Collection entries ->
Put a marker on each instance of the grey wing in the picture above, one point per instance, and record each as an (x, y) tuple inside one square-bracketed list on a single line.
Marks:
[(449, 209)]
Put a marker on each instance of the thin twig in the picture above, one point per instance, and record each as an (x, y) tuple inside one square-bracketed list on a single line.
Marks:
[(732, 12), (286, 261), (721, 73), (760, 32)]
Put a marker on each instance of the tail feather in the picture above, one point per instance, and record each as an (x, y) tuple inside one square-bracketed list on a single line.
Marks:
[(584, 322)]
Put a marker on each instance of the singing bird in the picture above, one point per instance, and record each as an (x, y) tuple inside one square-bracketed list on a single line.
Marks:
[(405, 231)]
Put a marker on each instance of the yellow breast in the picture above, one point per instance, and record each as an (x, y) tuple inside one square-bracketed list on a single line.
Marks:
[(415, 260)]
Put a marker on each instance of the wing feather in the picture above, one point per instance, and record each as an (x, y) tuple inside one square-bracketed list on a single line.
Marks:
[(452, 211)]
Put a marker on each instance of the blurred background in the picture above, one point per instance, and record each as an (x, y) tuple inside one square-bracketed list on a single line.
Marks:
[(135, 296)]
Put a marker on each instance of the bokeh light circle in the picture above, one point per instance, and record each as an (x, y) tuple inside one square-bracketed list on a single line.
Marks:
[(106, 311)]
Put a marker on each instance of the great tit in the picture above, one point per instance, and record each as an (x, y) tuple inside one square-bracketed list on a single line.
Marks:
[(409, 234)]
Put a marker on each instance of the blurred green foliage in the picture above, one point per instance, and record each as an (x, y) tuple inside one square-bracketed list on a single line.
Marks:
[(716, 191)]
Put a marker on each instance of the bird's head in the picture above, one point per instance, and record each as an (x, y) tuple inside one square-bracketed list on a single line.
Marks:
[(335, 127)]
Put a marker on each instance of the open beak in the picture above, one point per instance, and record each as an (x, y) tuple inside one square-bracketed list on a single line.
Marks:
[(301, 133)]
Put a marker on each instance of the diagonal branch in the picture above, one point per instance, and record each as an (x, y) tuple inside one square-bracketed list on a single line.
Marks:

EXERCISE GOAL ->
Each line of the entries above that contains "blurred" is to be copied.

ANSWER TO THIS TASK ->
Put a marker on each instance of the blurred background in the picture above, one point per instance, and record each as an (x, y) tuple inside one square-bracketed list on a single line.
Put a marker on each instance of the blurred green foliage in the picture above, one point per instance, and record each as an (x, y) tuple inside one square-bracketed list on a single line.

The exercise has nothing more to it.